*INSTRUCTIONS*:
1. According to the essay on books that made a difference, at what age was Daniel Tammet diagnosed with Asperger's syndrome?
2. Retype the portion of the essay on books that made a difference starting at "I remember the" and ending at "going at home.".

*PASSAGE*:
════

Arts and Culture | High Holidays

Books that made a difference — Phyllis Braun

Phyllis Braun

For me, it isn’t any one book, it is books in general — though I have fond memories of reading all of Louisa May Alcott’s works when I was a girl, despite what I see now as her somewhat overbearing preachiness.

I can still remember being a pre-reader, at once mesmerized and terrified as my first grade teacher turned the pages of a giant “Fun with Dick and Jane,” wondering how I’d ever be able to read myself (back then, kids weren’t expected to be reading by kindergarten). I don’t recall how I got from pre-reader to bookworm, but it happened pretty fast.

I remember the thrill of reading a whole young adult novel in one day, home from school with chicken pox. By third grade I was reading “The Diary of Anne Frank”; it did make quite an impression but I was probably a little too young to completely take it all in.

Nowadays, I joke that my library card is my most prized possession and I feel positively bereft if I don’t have an audio book for the car and at least one “real” book going at home.

Of the books I’ve read in the past few years, one that stands out is “Born on a Blue Day: Inside the Extraordinary Mind of an Autistic Savant” by Daniel Tammet.Tammet suffered epileptic seizures as a child and at age 25 was diagnosed with Asperger’s syndrome, a mild form of autism. Tammet also has synethesia, which means he experiences numbers and words visually and emotionally.

I was enthralled by his ability to solve complex equations by seeing their shapes, to learn foreign languages easily, and to perceive the number 4, for example, as quiet and shy. But what truly inspired me was Tammet’s ability, despite his many challenges, to create a rich and fulfilling life, and to share it in this eloquent memoir.

Phyllis Braun is executive editor of the Arizona Jewish Post.

════

Point-per-instance localization data
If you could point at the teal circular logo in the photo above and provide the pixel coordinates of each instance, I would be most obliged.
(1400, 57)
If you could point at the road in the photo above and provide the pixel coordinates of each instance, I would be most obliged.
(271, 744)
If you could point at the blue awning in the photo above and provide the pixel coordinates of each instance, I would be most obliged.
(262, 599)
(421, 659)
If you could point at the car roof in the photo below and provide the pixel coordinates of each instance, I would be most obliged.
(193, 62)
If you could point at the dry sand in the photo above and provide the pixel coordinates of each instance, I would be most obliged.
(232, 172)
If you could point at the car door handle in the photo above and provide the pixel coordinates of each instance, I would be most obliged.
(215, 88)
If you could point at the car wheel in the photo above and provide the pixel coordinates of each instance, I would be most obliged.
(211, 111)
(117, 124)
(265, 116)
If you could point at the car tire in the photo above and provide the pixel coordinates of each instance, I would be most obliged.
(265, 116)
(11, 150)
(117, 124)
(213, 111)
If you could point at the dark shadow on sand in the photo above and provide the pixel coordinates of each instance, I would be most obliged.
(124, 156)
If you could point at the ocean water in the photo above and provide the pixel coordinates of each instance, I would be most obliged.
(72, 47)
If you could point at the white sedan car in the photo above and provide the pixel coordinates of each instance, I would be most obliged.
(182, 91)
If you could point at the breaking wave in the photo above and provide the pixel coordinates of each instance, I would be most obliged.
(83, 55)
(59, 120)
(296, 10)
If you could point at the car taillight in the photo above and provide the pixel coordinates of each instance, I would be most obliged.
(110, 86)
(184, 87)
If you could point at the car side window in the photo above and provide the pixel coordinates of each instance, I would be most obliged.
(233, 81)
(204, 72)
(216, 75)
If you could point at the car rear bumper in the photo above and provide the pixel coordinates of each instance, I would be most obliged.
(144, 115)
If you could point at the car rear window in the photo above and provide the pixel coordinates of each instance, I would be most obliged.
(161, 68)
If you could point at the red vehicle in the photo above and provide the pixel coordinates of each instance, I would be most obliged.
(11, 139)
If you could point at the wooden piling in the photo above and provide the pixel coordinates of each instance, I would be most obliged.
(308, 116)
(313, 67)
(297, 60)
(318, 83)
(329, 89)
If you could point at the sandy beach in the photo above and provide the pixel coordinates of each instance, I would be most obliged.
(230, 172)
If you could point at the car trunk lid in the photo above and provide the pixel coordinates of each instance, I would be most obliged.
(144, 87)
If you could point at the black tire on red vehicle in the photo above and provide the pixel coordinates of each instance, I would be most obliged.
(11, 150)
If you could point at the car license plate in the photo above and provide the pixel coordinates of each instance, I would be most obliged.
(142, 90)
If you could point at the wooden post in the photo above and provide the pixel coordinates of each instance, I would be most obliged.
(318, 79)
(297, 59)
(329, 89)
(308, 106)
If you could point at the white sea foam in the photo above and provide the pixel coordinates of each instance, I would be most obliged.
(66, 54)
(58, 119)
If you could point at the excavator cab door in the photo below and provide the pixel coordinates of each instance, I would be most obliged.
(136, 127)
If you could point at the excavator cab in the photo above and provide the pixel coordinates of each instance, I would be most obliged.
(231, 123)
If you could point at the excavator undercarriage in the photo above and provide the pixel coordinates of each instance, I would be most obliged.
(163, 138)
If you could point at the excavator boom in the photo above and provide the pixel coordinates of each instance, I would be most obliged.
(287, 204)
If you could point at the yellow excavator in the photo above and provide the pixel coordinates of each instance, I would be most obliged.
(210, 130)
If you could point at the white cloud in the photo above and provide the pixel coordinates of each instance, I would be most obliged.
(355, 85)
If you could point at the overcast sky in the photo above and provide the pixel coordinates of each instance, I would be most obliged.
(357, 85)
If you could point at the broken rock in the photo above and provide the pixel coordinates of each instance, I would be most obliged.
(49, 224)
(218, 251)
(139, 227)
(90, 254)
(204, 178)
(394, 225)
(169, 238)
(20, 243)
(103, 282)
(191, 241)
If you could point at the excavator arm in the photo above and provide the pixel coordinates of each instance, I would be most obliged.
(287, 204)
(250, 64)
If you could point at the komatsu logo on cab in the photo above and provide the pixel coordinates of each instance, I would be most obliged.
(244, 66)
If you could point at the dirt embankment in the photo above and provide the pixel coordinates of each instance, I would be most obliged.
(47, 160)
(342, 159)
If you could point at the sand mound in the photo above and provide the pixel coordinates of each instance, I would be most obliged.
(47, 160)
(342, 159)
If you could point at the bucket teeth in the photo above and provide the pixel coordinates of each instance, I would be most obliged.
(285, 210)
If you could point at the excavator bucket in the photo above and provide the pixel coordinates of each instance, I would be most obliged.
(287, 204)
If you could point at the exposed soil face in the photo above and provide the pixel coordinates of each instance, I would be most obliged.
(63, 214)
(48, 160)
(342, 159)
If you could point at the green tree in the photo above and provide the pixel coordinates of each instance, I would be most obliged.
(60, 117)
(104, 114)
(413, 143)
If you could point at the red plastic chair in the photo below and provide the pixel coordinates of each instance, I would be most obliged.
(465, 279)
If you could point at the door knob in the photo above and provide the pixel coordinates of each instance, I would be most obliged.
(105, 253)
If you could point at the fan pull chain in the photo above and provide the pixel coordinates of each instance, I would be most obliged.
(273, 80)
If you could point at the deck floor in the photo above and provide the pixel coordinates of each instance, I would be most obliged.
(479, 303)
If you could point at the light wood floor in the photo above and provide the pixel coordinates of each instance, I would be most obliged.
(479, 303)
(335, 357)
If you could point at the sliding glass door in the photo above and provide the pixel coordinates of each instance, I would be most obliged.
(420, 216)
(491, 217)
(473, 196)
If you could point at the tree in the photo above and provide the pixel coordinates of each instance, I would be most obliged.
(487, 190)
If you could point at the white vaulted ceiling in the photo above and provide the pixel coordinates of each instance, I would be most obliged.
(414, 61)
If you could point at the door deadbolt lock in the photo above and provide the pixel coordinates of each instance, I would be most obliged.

════

*RESPONSES TO THE EXERCISE*:
1. At age 25.

2.
I remember the thrill of reading a whole young adult novel in one day, home from school with chicken pox. By third grade I was reading “The Diary of Anne Frank”; it did make quite an impression but I was probably a little too young to completely take it all in.

Nowadays, I joke that my library card is my most prized possession and I feel positively bereft if I don’t have an audio book for the car and at least one “real” book going at home.